Work to be completed: Each entry below must appear in the output exactly as written.

Referring expression pointing data:
§ §

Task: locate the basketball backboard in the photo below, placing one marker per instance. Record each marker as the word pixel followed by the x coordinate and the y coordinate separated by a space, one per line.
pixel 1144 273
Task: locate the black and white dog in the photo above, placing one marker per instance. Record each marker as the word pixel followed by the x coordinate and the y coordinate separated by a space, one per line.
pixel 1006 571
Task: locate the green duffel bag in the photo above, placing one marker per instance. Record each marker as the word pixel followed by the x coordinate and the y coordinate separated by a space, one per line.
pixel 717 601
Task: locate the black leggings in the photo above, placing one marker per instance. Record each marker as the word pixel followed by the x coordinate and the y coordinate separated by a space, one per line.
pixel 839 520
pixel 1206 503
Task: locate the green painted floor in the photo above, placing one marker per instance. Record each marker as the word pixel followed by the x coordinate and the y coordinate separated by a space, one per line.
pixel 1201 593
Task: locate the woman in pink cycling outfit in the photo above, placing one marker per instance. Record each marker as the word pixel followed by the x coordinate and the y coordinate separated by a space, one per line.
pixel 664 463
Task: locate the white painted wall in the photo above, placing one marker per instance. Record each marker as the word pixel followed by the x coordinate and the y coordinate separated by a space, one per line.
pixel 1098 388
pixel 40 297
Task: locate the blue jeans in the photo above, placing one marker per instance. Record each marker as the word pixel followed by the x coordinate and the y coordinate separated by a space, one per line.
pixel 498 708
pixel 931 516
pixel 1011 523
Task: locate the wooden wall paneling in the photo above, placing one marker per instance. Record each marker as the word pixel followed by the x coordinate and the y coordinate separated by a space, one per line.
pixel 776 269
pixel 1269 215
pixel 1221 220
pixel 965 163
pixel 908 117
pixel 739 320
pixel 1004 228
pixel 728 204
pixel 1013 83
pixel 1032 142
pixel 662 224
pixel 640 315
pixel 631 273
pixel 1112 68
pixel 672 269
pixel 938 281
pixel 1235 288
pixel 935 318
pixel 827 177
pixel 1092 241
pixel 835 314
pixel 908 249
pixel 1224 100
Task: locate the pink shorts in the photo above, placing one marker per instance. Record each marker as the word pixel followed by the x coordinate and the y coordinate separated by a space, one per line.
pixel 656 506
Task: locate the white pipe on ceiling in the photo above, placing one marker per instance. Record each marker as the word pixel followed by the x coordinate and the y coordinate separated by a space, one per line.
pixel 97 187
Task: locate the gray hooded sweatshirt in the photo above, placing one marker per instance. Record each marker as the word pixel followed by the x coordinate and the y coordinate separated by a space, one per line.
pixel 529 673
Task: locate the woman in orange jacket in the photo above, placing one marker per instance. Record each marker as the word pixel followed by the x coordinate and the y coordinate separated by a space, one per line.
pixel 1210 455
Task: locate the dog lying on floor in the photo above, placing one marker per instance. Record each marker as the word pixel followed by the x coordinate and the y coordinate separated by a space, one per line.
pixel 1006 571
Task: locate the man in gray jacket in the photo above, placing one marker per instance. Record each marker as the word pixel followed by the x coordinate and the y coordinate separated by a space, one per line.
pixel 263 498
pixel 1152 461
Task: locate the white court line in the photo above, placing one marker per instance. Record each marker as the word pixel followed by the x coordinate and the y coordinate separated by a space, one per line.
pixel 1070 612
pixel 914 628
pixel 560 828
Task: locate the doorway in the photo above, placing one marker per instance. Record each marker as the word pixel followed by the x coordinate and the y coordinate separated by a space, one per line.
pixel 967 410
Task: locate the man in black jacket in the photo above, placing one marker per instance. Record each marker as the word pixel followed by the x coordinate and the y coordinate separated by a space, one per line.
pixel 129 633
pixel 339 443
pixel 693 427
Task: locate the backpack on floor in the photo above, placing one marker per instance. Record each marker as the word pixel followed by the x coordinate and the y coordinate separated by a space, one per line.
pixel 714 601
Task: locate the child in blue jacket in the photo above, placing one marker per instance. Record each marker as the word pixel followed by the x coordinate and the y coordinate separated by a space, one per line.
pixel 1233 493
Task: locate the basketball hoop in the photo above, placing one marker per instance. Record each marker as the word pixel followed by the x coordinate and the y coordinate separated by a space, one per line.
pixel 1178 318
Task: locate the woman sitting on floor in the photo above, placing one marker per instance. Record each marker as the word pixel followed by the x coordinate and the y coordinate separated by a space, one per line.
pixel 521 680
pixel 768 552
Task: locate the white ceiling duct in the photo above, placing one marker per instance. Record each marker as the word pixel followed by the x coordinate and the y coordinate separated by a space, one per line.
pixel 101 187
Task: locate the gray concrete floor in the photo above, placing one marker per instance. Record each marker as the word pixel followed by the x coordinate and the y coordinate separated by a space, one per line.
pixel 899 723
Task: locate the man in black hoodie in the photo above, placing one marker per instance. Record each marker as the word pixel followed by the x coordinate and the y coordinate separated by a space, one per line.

§ §

Answer below:
Task: locate the basketball backboard in the photo below, placing one marker per instance. Record each marker as the word pixel followed by the x coordinate and the y coordinate separated by a space, one per line.
pixel 1144 273
Task: locate the black and white dog in the photo above, placing one marker per instance. Record each marker as the word pixel followed by the x coordinate and the y coordinate separated by a space, one per line.
pixel 1006 571
Task: locate the green duffel bag in the photo above, placing one marker per instance. Record each marker as the word pixel followed by the x coordinate and the y coordinate separated by a space, one per line.
pixel 717 601
Task: locate the black leggings in the photo above, placing one marker per instance. Record each marker as the word pixel followed by the x coordinate and the y coordinate separated by a space, one per line.
pixel 839 520
pixel 1206 503
Task: locate the green painted floor in the photo above, placing one marker per instance. Record each marker as the word pixel followed by the x coordinate and the y coordinate separated by a space, one per line.
pixel 1201 593
Task: locate the woman in pink cycling outfit in the photo above, placing one marker per instance. Record each marker as the word pixel followed by the x coordinate and the y coordinate separated by a space, one per line.
pixel 664 463
Task: locate the white painted wall in the photo above, placing one marker per instance. Record each marker as the word pixel followed by the x coordinate and the y coordinate separated by a space, one per line.
pixel 1098 388
pixel 40 297
Task: locate the blue jeans in the photo above, placing one marker per instance. Record each marker as the word pixel followed by the x coordinate and the y coordinate separated by a space, one per line.
pixel 498 708
pixel 931 516
pixel 1011 523
Task: locate the wooden wall paneling in the photo above, placing one marker per instance. Record each marker as the word pixel followed by the x coordinate and the y coordinate separated by a space, one per line.
pixel 776 269
pixel 1269 215
pixel 1221 220
pixel 965 163
pixel 908 117
pixel 739 320
pixel 1004 228
pixel 728 204
pixel 1013 83
pixel 1032 142
pixel 662 224
pixel 640 315
pixel 631 273
pixel 1112 68
pixel 672 269
pixel 938 281
pixel 1235 288
pixel 935 318
pixel 827 177
pixel 1092 241
pixel 835 314
pixel 908 249
pixel 1224 100
Task: locate the pink shorts in the photo above, placing one marker per instance. Record each marker as the word pixel followed by the x coordinate and the y coordinate separated by a space, one per line.
pixel 656 506
Task: locate the white pipe on ceiling in the photo above, placing one marker per instance. Record each marker as the word pixel followed by the x coordinate and the y coordinate separated by a space, one per line.
pixel 97 187
Task: locate the gray hooded sweatshirt in the photo above, placing one marker per instance. Record each marker as the word pixel followed by the x coordinate and the y coordinate separated by a space, one per line.
pixel 529 673
Task: locate the woman in orange jacket in the photo above, placing one marker per instance. Record each marker as the word pixel followed by the x coordinate and the y coordinate separated by a space, one per line.
pixel 1210 455
Task: locate the dog lying on floor in the photo above, placing one marker per instance. Record each marker as the word pixel followed by the x coordinate and the y coordinate separated by a space, one per line.
pixel 1006 571
Task: locate the man in gray jacket in the photo above, placing one marker per instance. Record each marker as the word pixel followed by the x coordinate and the y coordinate separated by a space, one per line.
pixel 263 498
pixel 1152 461
Task: locate the white court line in the photo above, placing one marker per instance. Record each marker as the word pixel followed by the x coordinate and the y coordinate separated by a space, one per line.
pixel 1070 612
pixel 914 628
pixel 560 828
Task: locate the doorway in the photo above, placing one marker per instance. Record each marker as the word pixel followed by the x coordinate and the y coordinate separated by a space, one per line.
pixel 967 410
Task: locate the man in black jacket in the photo above, placing one marker per instance. Record each marker as the word pixel followed by the x coordinate and the y coordinate separated by a space, one per line.
pixel 129 633
pixel 339 443
pixel 693 427
Task: locate the backpack on floor in the photo above, placing one marker per instance. Record each marker as the word pixel followed by the x coordinate and the y coordinate separated by a space, one per line.
pixel 714 601
Task: locate the child in blue jacket in the photo above, placing one marker per instance. Record each marker as the word pixel followed by the x coordinate and the y coordinate separated by a space, one per line.
pixel 1233 493
Task: locate the basketball hoop in the photo above, placing one marker per instance. Record each marker as the word pixel followed by the x coordinate and the y coordinate separated by a space, one per line.
pixel 1178 318
Task: locate the woman sitting on floor in the photo above, placing one marker per instance. Record each marker as the word pixel followed by the x coordinate and the y coordinate separated by a space, one per line.
pixel 521 680
pixel 768 552
Task: locate the white ceiling duct in the photo above, placing one marker per instance. Record each marker as the word pixel followed by the x coordinate and the y coordinate separated by a space, one per line.
pixel 101 187
Task: locate the gray concrete floor in the photo above, placing one marker per instance. Record each marker as the word pixel followed by the x coordinate and the y coordinate separated by a space, one per line.
pixel 899 723
Task: locate the man in black hoodie in the photo above, placing one marker per instance. Record each marker as the word pixel followed by the x coordinate and the y coordinate separated by a space, one per line.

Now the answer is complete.